— START —

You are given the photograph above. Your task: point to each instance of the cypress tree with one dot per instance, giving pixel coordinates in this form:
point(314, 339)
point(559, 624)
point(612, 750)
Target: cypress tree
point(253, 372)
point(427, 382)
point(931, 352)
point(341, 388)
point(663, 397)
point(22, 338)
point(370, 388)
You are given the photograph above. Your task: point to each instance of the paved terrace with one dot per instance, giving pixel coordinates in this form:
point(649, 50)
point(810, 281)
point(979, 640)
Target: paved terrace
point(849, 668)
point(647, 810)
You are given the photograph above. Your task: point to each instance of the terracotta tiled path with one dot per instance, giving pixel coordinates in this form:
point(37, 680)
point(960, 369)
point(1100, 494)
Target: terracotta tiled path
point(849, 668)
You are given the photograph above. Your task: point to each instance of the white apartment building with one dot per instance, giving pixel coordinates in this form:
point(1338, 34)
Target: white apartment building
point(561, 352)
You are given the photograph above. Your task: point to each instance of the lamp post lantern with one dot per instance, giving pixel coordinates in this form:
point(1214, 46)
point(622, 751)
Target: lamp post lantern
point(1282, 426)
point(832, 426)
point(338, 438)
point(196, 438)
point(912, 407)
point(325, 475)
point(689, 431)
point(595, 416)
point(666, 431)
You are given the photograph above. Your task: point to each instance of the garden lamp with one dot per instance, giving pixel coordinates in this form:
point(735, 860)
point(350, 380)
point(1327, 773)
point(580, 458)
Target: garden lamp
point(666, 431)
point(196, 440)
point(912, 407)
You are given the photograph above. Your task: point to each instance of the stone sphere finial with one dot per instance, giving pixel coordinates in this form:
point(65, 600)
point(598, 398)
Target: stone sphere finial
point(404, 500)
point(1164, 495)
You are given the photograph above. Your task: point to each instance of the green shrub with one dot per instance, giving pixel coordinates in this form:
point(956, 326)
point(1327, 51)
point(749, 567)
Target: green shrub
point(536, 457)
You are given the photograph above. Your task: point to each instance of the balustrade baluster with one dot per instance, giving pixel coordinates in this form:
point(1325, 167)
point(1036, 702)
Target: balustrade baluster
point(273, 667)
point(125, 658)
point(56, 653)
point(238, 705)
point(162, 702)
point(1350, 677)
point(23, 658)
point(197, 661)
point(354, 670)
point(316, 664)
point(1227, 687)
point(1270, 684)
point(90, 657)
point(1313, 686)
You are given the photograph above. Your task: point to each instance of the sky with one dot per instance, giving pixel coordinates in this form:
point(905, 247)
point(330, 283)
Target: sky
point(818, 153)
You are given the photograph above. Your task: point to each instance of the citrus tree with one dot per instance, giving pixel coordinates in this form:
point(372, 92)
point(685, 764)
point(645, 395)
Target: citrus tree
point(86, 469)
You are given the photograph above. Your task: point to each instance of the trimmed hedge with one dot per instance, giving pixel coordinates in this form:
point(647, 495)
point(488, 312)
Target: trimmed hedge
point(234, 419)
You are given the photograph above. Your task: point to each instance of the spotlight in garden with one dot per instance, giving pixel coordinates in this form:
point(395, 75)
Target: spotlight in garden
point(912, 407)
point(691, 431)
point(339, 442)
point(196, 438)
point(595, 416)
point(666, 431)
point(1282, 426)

— END —
— START —

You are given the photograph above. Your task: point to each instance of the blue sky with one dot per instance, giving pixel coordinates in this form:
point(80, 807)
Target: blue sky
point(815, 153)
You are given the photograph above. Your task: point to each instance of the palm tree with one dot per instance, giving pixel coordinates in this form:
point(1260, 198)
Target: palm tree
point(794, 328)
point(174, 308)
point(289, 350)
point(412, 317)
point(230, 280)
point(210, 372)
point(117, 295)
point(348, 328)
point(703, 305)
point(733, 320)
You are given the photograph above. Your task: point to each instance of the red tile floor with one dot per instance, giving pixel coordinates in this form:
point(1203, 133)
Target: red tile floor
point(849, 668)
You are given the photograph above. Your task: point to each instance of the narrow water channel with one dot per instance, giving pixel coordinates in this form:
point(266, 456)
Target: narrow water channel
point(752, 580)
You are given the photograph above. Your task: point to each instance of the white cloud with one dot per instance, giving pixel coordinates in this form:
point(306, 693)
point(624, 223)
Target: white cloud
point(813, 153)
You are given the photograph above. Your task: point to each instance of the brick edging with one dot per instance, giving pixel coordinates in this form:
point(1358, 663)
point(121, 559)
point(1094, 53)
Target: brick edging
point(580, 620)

— END —
— START —

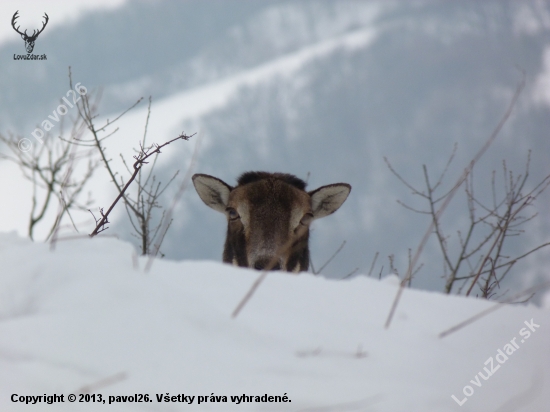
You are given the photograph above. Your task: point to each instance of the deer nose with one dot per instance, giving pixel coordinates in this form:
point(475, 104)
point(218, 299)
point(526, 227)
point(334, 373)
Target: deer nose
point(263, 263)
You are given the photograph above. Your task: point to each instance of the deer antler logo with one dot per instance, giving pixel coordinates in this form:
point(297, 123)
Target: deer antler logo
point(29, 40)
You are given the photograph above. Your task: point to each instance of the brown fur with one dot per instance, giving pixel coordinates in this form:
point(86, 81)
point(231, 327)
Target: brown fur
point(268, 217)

— END —

### WORK INSTRUCTIONS:
Extract, unchanged, the lines of the items that begin with the line containing "of the cypress" and end with the line containing "point(341, 388)", including both of those lines.

### TASK OUTPUT:
You are given the photograph above. Your task: point to each instance of the cypress tree with one dot per instance, giving pixel coordinates in this form:
point(314, 339)
point(559, 624)
point(612, 750)
Target: cypress tree
point(253, 372)
point(427, 382)
point(931, 352)
point(341, 388)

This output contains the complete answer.